### The exercise
Write out the lines below without changes, starting at the one containing "Indicate every instance of the building" and continuing through the final line, both ends included.

Records from a dataset
[BEGIN]

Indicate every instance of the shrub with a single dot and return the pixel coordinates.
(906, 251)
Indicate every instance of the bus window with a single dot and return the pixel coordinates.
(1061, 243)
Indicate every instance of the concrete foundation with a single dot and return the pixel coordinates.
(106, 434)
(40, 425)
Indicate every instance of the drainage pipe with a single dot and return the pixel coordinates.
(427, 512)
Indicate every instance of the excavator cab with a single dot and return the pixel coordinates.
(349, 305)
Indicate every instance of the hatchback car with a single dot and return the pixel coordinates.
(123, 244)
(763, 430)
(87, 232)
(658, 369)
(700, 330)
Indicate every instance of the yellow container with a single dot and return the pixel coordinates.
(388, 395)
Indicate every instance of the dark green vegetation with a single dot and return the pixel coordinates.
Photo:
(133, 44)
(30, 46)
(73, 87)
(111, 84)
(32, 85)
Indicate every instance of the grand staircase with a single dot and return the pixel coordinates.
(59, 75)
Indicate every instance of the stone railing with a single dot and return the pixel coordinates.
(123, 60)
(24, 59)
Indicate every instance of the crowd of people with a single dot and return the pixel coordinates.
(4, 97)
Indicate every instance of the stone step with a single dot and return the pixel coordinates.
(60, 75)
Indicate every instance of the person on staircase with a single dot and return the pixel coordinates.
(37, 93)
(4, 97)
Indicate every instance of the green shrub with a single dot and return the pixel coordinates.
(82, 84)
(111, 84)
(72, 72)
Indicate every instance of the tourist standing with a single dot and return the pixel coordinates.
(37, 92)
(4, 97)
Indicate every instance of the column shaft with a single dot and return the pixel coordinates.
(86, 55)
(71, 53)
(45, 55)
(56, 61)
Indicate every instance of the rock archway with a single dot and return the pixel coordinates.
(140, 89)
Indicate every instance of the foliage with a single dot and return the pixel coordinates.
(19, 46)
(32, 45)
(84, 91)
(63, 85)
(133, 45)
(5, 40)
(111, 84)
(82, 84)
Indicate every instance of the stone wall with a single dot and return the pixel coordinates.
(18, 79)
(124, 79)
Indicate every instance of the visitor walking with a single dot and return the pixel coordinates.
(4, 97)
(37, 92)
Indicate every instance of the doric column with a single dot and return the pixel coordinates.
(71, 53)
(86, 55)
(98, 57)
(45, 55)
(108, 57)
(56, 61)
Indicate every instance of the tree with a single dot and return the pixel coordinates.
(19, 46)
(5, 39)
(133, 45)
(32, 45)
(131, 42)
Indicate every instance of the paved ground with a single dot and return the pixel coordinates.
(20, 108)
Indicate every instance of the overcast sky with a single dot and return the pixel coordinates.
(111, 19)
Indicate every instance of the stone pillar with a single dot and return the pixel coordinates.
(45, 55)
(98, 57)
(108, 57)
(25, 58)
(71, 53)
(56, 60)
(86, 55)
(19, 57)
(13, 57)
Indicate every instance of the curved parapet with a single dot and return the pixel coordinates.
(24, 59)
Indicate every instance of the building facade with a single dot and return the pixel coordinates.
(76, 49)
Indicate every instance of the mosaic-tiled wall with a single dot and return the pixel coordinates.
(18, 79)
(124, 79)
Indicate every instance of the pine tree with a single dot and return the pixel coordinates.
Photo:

[END]

### Response
Indicate every instance of the building facade with a single dot and return the pixel coordinates.
(76, 49)
Indicate every instance of the mosaic-tiled wall with a single dot and return the pixel coordinates.
(18, 79)
(124, 79)
Indicate every instance of the pine tree with a single dot and return the pixel coordinates.
Photo:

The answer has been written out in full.